* RECORD EXTRACTS:
_____

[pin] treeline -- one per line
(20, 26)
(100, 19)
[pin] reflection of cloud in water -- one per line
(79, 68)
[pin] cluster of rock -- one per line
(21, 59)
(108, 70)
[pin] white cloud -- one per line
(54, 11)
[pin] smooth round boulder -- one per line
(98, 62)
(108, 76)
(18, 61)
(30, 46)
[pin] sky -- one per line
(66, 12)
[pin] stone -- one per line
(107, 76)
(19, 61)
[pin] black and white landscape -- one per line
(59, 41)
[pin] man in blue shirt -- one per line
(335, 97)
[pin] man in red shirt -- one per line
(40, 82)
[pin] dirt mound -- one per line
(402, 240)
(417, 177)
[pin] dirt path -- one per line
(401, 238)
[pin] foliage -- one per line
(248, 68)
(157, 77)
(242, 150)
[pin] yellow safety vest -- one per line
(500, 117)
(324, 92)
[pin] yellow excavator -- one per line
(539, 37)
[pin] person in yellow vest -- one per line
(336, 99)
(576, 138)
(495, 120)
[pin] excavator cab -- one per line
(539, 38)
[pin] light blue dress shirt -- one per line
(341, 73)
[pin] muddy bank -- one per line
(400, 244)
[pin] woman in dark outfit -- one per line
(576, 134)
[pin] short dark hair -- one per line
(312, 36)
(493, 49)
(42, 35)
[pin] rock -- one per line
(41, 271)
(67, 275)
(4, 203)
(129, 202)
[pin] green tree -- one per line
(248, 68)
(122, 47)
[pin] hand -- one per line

_____

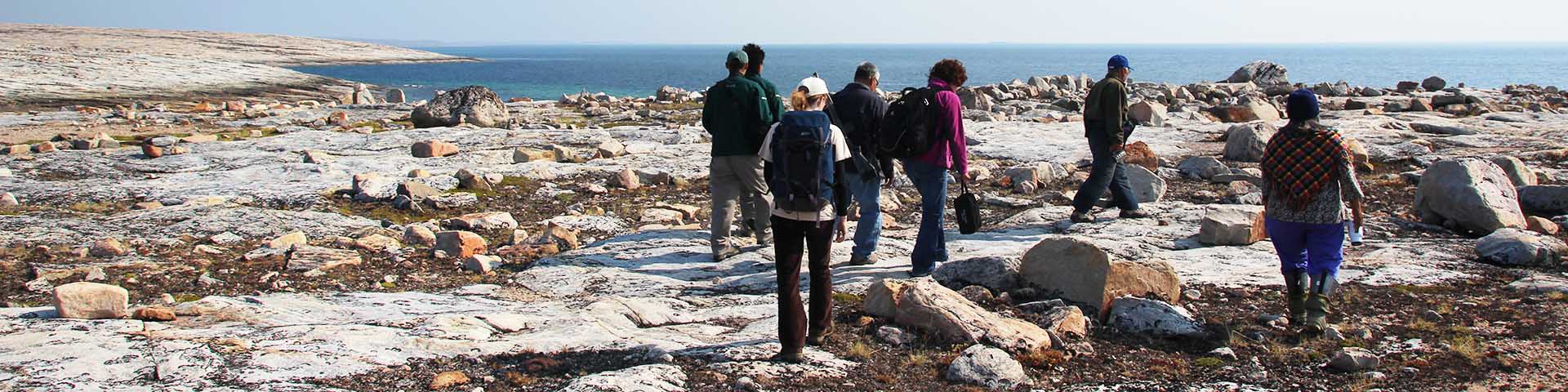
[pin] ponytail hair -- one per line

_____

Please find every line in the rows above that contains the word "shirt" and copy each of those lines out in full.

[pin] man in blue shirt -- one per line
[pin] man in red shirt -- one per line
[pin] light blue dress shirt -- one per line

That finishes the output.